***** Page extract

Often times if it’s a broken arm or if there is blood or the need for stitches these injuries are recognized as needing medical assistance. However, with emotional injuries we can’t always determine what help is needed and how to administer emotional first aid.


Here is an example of a young girl who went through a serious physical and emotional injury.


This young girl was the first born in her family, and when she was 2, her younger brother was born and joined this beautiful family. Her mom and dad used a wood burning stove to heat their house in the winter so their family could stay warm. Finances were difficult and they were doing their best to feed their children and keep them all safe and warm during the winter months.


One day the little girl, who was just a toddler, reached out and put her hands on the wood burning stove and got seriously burned. Her mother heard her screaming and grabbed the little girls burned hands and she was rushed to the hospital for medical care. The little girl had to stay in the hospital and have her hands treated with many different treatments in hopes that the skin on her fingers would grow back normally. Surgeries, bandages, creams and gauze were required so that the scar tissue would not bind her fingers together. 


There were weeks of recovery and the mom and the dad eventually had to learn how to change the dressings. They would have to scrape off the old skin with a rough brush so new skin would grow under the bright red, burned, damaged skin. They would have to hold the little girl down because of how painful it was and the little girl would scream and scream. And then the parents would wrap up her little hands with bandages and hold her close and whisper to her that they weren’t punishing her and that they loved her and that they were working with the burns so her fingers would get better and heal. As a 2-year-old the little girl did not understand why the parents were doing this and making her “Boo-Boo” hurt more?


Letting her stay in the woundedness and babying her would not have helped her and she would have had deformed fingers and hands for the rest of her life. The intense treatment had to match the intensity of the woundedness.


Because of the parent’s willingness to do the hard thing and treat their daughter’s hands by scraping off scar tissue, the little girl’s fingers were able to heal with 90 percent use of her fingers.


While the little girl was going through the pain of the treatments. the parents let the little girl be angry and mad and allowed her to get her anger out even if she was raging and throwing a tantrum. They loved the girl and would sometimes cry with her when they saw how much she was hurting.  Even though the little girl suffered a severe trauma both physically and emotionally, her hands and her heart were eventually able to heal. 


With assistance, even the deepest wounds can heal. The body is brilliant and capable. It is designed to heal itself. Bones can be knitted back together and cuts and abrasions can be stitched so that it comes together with very little scarring. Binding up the mind and the heart and reconnecting to the body by administering physical and emotional first aid can stop the pain and bring healing. Even if our personal trauma doesn’t match what this little girl went through, we are still capable of healing just like this little girl did. 


If you are suffering from present or past emotional woundedness, please reach out and find a heart doctor, just like the little girl did. Find someone who can administer emotional first aid. When the girl was older, she was able to receive emotional first aid, she was able to talk about the trauma and release it using IPT with a certified facilitator. Look for someone in traditional therapy or for an IPT facilitator and allow yourself to release and “let go” of what is no longer needed. There can be such joy and peace that can replace the wound. You deserve to be restored to wholeness.

**********
***** Supplied information

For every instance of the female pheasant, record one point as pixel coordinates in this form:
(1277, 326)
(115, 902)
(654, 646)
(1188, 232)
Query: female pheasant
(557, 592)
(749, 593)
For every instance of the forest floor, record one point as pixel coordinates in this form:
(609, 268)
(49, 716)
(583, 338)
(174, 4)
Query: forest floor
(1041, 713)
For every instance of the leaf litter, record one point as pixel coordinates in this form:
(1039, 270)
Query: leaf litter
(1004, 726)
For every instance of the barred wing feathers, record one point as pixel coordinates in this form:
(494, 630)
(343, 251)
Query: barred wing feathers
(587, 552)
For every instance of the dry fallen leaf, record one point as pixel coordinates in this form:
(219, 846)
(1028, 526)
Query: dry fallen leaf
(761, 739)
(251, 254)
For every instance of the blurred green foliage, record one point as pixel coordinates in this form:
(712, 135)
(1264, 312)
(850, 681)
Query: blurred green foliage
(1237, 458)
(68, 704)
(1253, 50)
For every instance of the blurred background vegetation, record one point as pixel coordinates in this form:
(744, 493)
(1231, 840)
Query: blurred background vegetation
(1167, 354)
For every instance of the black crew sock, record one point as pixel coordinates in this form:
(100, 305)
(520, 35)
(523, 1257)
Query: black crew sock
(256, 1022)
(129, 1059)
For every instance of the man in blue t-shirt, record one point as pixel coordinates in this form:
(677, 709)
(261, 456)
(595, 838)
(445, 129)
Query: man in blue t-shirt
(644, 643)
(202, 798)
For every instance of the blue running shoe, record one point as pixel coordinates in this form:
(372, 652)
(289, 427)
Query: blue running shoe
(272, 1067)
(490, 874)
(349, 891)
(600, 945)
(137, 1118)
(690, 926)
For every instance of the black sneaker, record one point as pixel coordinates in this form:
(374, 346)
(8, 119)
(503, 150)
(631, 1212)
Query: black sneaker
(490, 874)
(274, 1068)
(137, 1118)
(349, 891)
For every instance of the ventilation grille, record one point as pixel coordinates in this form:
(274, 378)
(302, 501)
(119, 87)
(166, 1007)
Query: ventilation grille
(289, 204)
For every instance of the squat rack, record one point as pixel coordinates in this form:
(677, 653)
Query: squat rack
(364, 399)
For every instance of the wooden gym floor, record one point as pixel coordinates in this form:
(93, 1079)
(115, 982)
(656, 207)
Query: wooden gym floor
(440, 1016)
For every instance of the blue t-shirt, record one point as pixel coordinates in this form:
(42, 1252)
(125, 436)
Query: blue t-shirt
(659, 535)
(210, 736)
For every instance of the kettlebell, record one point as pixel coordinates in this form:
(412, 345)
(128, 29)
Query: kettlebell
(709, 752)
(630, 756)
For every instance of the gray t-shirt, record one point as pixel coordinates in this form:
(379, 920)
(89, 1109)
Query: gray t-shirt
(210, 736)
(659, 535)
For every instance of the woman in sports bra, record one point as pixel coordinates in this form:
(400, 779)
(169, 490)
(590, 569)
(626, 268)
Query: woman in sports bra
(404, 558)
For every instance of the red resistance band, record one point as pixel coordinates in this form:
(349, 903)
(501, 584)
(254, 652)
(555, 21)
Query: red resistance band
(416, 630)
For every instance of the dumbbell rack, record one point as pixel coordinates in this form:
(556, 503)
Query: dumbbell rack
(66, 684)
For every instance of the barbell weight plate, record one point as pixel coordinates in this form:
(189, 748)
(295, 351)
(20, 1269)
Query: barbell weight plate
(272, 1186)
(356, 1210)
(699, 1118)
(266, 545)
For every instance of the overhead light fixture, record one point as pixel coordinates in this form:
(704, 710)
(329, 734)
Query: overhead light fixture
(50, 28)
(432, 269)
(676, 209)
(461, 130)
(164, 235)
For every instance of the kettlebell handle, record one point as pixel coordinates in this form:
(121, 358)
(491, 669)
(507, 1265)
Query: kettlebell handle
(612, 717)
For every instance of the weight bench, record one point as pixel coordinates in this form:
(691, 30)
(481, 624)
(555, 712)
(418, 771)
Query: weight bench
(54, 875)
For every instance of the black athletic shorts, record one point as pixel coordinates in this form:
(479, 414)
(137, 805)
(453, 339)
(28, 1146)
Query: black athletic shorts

**********

# Problem details
In the text on emotional first aid, how much use of her fingers did the little girl end up with after her hands healed?

# Solution to the exercise
She had 90 percent use of her fingers.